• [Required task]:
Nothing but the lines from the one containing "Where can you see the white" through the last line should be written out, please, exactly as they stand.

• [Stored rows]:

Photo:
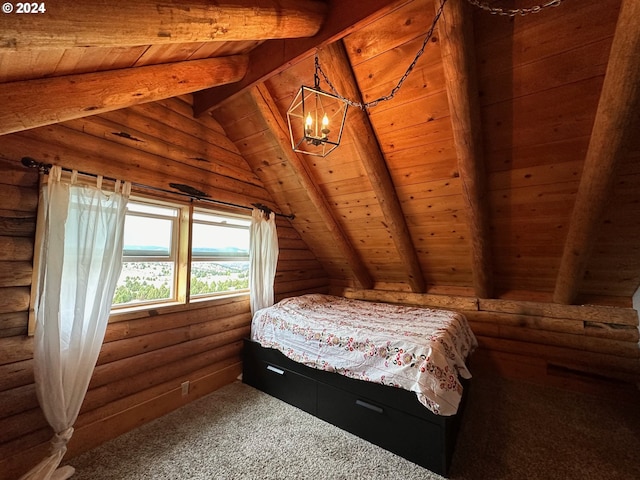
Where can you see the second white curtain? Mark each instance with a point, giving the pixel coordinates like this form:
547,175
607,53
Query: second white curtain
263,258
81,257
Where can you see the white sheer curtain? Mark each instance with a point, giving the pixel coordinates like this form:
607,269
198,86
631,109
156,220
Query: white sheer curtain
81,256
263,257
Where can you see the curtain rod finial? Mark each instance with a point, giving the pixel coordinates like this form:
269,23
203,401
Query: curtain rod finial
31,163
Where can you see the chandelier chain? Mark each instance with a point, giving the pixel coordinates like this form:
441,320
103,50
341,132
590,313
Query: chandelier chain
395,89
512,12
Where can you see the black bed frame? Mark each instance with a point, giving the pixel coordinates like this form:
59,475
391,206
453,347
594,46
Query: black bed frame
389,417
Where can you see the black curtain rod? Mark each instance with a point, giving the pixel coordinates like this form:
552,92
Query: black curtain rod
184,190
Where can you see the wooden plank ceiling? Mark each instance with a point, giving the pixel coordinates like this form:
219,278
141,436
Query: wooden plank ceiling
505,166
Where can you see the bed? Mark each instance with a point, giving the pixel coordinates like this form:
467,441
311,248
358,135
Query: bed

• [Reply to the exercise]:
Where can you see the white sheer curtain? Mark each instance with a point, giving the pixel coordinates like this form:
607,269
198,86
631,109
156,220
Query: white sheer curtain
81,256
263,257
Where can you see the curtain rod finial? Mark each instance with a point, giving the pixel coordinates like this form:
269,23
203,401
Query: curtain rod finial
31,163
Where can you see the chandelier chain? Mark each instance with a point, giving the pixel coordinates like this form:
441,320
103,50
341,132
590,313
Query: chandelier chain
395,89
512,12
Where can you see the black bed frame? Mark each instance with a point, giving the pixel coordinates like this form:
59,475
391,206
453,347
594,46
Query: black bed frame
389,417
Where can you see the black curtain rod? Mark each instance with a point, giving the pixel coordinates like this form:
552,92
Query: black curtain rod
184,190
Where can you see the wooden plank ceiling? Mark each instance with a point, giving the pixel coordinates like this form:
219,278
141,436
Query: wooden plank ceiling
505,166
Where can you see the bed? Mark each instance with a point, giving the pixel coordinates like this form:
467,441
311,248
358,135
Query: bed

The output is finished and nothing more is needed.